=== EXERCISE BRIEF ===
Rewrite the lines below, changing "give me the coordinates" to "return the bounding boxes" wherever it occurs and leaving the rest as is.
*-*-*
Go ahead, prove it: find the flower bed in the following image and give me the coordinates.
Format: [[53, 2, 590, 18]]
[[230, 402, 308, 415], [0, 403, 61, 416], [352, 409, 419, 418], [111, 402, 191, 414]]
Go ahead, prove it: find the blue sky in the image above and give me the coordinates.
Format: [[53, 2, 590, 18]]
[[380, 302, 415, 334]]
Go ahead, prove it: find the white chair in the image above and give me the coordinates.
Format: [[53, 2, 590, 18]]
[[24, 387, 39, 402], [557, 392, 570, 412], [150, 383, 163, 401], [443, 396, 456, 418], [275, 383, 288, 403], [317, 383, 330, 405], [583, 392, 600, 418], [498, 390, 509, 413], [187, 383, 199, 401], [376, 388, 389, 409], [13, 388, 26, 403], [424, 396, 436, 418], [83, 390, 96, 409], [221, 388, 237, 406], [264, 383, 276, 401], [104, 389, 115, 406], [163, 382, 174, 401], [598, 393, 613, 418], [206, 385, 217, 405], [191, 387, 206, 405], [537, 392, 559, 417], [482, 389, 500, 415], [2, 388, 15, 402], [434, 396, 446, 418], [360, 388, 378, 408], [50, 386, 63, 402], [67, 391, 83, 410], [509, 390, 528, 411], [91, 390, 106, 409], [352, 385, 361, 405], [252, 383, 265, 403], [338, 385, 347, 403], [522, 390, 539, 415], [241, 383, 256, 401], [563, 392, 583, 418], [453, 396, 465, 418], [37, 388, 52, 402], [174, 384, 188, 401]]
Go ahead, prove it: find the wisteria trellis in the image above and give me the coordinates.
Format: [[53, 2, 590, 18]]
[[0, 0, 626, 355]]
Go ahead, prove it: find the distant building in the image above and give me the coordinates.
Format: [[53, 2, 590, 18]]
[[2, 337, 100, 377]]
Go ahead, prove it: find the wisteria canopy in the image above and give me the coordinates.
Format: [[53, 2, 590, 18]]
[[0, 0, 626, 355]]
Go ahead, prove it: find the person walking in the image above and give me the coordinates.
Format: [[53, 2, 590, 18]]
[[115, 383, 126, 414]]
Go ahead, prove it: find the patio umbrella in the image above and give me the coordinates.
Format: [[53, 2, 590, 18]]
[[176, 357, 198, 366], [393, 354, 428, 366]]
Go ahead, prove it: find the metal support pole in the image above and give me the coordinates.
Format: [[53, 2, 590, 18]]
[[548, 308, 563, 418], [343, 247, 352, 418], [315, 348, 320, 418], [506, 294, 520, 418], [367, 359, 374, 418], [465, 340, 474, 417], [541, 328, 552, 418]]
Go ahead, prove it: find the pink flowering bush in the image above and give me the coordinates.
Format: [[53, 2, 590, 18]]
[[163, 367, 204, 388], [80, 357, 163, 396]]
*-*-*
=== WORKED SOLUTION ===
Go ahead, prove it: find the flower bed in the following image and return the bounding boxes.
Format: [[53, 2, 590, 18]]
[[230, 402, 308, 415], [0, 403, 61, 416], [352, 409, 419, 418], [111, 402, 191, 414]]
Go ahead, prove it: find the blue sky in the image above and return the bounding boxes.
Format: [[53, 2, 590, 18]]
[[380, 302, 415, 334]]
Go ahead, prove it: find the white chair in the image above and return the bounding boxes.
Format: [[53, 2, 590, 18]]
[[24, 387, 39, 402], [557, 392, 570, 412], [150, 383, 163, 401], [443, 396, 456, 418], [275, 383, 288, 403], [317, 383, 330, 405], [583, 392, 600, 418], [498, 390, 509, 413], [187, 383, 199, 401], [376, 388, 389, 409], [13, 388, 26, 403], [424, 396, 436, 418], [83, 390, 96, 409], [221, 388, 237, 406], [264, 383, 276, 401], [104, 389, 115, 406], [163, 382, 174, 401], [598, 393, 613, 418], [206, 385, 217, 405], [191, 387, 206, 405], [537, 392, 559, 417], [482, 389, 500, 415], [2, 388, 15, 402], [434, 396, 446, 418], [360, 388, 378, 408], [50, 386, 63, 402], [67, 391, 83, 410], [509, 390, 528, 411], [91, 390, 106, 409], [352, 385, 361, 405], [252, 383, 265, 403], [338, 385, 347, 403], [522, 390, 539, 415], [241, 383, 256, 401], [563, 392, 583, 418], [453, 396, 465, 418], [37, 388, 52, 402], [174, 384, 188, 401]]
Go ahead, prove it: find the wisteria trellis in the image above and return the bounding boxes.
Format: [[53, 2, 590, 18]]
[[0, 0, 626, 355]]
Go ahead, prove it: find the distant building in the image above and return the bounding boxes.
Format: [[53, 2, 590, 18]]
[[2, 337, 100, 377]]
Go ahead, prove it: find the wisteria canopy in the image above and return the bounding boxes.
Format: [[53, 2, 590, 18]]
[[0, 0, 626, 355]]
Go ahead, prove it: find the person walking in the image above and return the bounding boxes.
Format: [[53, 2, 590, 18]]
[[115, 383, 126, 414]]
Go ahead, prove it: find the patio umbrella in the image above and return the bounding boxes.
Format: [[53, 2, 590, 18]]
[[176, 357, 198, 366], [393, 354, 428, 366]]
Go ahead, prove it: find the metal support pole in the image above and return the bounding boxes.
Format: [[53, 2, 590, 18]]
[[548, 308, 563, 418], [343, 247, 352, 418], [315, 348, 320, 418], [506, 294, 520, 418], [367, 359, 374, 418], [465, 340, 474, 417], [541, 328, 552, 418]]
Go ahead, prove it: find the pink flowering bush in the image above and return the bounding boxes.
Format: [[53, 2, 590, 18]]
[[163, 367, 204, 388], [80, 357, 163, 396]]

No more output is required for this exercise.